§ Text shown
Wednesday, February 18, 2009

Putting the Biofuels eggs in one basket

The following quote comes from a Reuters story on a biofuels conference.
New-generation biofuels will come from a wide range of sources and no single feedstock may dominate, a conference on second generation biofuels organized by German commodity analysts F.O. Licht heard on Friday.
This makes me question why would we want one feedstock to dominate? There are good diversification reasons to want the opposite. Not being totally dependent on one crop of biomass will help stabilize supply. Suppose theoretically everything is based on corn. When the corn crop is devastated one year due to weather, disease , or insects; then the fuel supply (not to mention the US food supply) would be very hard hit. Same would hold true if the crop were jatropha, grasses, etc.

The point being that you don't want to depend on one single crop or geographical region for your biofuel any more than you want to invest only in companies named Enron or Bear Sterns. Diversification is good; hence the old saying "Don't put all your eggs in one basket."

Another item in this article struck me as odd.

§ Information provided
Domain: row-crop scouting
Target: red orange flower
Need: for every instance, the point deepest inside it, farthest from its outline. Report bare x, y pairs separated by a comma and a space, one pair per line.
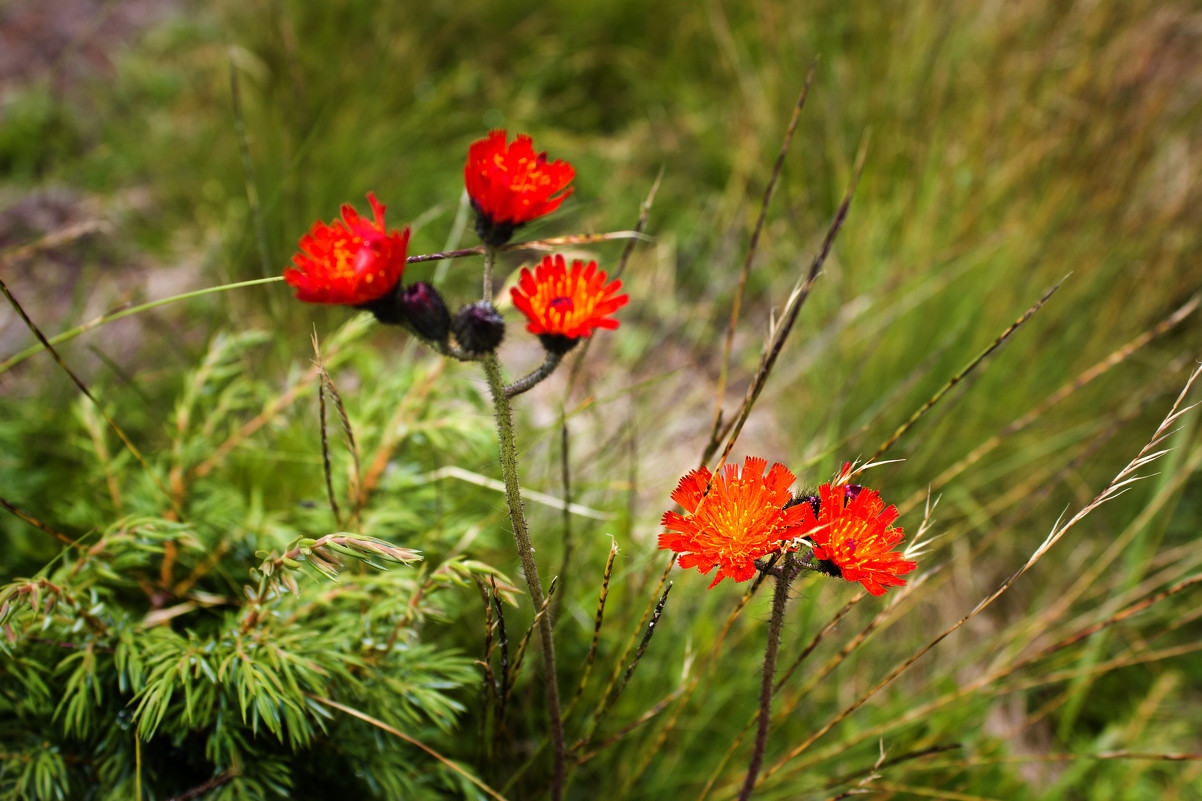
511, 184
739, 520
349, 261
852, 533
569, 304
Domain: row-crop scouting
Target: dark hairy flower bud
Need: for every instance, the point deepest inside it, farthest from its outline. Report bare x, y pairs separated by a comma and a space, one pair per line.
558, 344
478, 327
424, 310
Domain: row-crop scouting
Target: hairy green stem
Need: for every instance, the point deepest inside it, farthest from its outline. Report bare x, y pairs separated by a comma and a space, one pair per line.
779, 600
489, 259
535, 377
525, 552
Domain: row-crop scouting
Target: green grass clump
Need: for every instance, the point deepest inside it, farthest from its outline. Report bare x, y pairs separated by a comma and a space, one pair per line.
182, 623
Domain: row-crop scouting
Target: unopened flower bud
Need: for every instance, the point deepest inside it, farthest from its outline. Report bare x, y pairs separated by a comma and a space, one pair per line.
558, 344
424, 310
478, 327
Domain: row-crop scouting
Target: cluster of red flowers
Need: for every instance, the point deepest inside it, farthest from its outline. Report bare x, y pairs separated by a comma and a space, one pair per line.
355, 262
735, 518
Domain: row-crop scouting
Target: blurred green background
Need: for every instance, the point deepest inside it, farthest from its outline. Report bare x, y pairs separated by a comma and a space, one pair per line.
1009, 147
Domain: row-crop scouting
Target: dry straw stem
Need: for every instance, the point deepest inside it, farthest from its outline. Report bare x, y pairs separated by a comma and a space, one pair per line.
712, 658
384, 727
126, 310
1086, 377
630, 727
747, 727
959, 377
36, 523
535, 623
643, 215
326, 386
737, 303
597, 617
1126, 476
88, 395
779, 331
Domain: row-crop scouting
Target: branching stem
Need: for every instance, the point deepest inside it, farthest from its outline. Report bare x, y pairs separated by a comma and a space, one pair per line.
779, 600
525, 552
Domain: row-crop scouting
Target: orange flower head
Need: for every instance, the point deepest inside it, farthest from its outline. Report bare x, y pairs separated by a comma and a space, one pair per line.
741, 518
852, 537
349, 261
511, 184
564, 306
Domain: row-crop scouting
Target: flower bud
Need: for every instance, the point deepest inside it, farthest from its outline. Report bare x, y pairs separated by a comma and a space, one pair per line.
478, 327
423, 308
558, 344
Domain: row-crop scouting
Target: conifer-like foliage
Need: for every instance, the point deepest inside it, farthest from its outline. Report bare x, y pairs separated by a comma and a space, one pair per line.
204, 656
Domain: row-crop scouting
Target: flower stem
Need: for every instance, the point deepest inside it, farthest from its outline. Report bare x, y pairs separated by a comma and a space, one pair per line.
779, 599
530, 380
489, 260
525, 552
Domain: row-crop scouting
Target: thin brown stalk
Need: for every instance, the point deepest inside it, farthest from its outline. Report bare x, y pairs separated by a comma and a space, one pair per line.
326, 386
87, 392
737, 302
713, 654
96, 432
779, 334
596, 627
1128, 475
642, 646
394, 432
1086, 377
896, 760
644, 213
533, 244
273, 408
1118, 617
779, 600
36, 523
622, 660
530, 629
325, 450
384, 727
630, 727
959, 377
565, 474
503, 644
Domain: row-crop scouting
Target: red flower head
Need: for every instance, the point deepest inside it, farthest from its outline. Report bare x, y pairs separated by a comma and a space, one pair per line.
851, 534
739, 520
565, 306
349, 261
511, 184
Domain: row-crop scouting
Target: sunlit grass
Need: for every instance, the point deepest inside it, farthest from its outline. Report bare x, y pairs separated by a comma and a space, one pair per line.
1007, 149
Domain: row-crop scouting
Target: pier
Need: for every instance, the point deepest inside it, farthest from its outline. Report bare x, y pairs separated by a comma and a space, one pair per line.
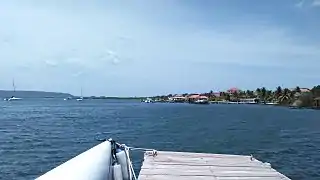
166, 165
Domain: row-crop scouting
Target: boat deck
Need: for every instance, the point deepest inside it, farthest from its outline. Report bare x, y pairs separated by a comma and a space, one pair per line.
199, 166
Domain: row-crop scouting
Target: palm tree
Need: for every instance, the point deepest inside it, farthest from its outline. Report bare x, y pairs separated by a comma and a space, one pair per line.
278, 92
285, 97
249, 94
263, 93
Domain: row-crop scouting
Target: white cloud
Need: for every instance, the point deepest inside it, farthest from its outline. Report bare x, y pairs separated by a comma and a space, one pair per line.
50, 63
300, 4
134, 45
316, 3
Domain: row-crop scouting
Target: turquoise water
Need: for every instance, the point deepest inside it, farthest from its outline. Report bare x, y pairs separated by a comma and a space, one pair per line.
37, 135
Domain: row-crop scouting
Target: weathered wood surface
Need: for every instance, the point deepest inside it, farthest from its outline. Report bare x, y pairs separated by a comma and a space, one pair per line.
199, 166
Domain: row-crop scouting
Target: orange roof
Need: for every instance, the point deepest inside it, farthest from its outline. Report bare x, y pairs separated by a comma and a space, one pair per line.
233, 89
203, 97
194, 96
304, 90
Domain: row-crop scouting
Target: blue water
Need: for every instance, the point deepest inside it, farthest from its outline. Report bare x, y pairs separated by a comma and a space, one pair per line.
37, 135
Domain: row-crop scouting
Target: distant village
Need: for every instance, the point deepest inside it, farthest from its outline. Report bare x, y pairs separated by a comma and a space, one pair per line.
294, 97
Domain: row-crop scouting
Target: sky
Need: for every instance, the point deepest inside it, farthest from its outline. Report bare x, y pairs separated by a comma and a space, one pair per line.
141, 48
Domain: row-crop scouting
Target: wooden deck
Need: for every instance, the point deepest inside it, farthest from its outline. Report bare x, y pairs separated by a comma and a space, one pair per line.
198, 166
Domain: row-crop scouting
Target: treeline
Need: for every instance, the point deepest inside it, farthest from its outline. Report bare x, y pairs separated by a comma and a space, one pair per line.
299, 97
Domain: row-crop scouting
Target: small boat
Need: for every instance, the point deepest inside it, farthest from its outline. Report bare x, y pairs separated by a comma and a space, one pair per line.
201, 101
12, 98
81, 97
68, 98
148, 100
106, 161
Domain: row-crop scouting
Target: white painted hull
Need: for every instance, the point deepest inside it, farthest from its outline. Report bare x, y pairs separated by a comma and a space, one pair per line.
93, 164
12, 99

§ Exercise objective
Write the next part of the blog post about depending on a single biofuel feedstock, starting right after its final sentence.

§ Answer to the exercise
They fuels would have to show a technical performance equivalent to fossil fuels, offer improved carbon dioxide savings and come from abundant and cheap biomass to make them sustainable and competitively-priced without subsidies, Blondy said.
That is phrased to imply that fossil fuels are sustainable and biofuels are not sustainable; when the opposite is true. I think the concern is producing enough biomass to create enough biofuels to replace fossil fuels. If we can't do that, then there is a fundamental question of are we using our fuel sources responsibly? If we use more than we can replace, then the answer is no. If that is the case then more effort needs to be placed on efficiency improvements and there is considerable room for improvement.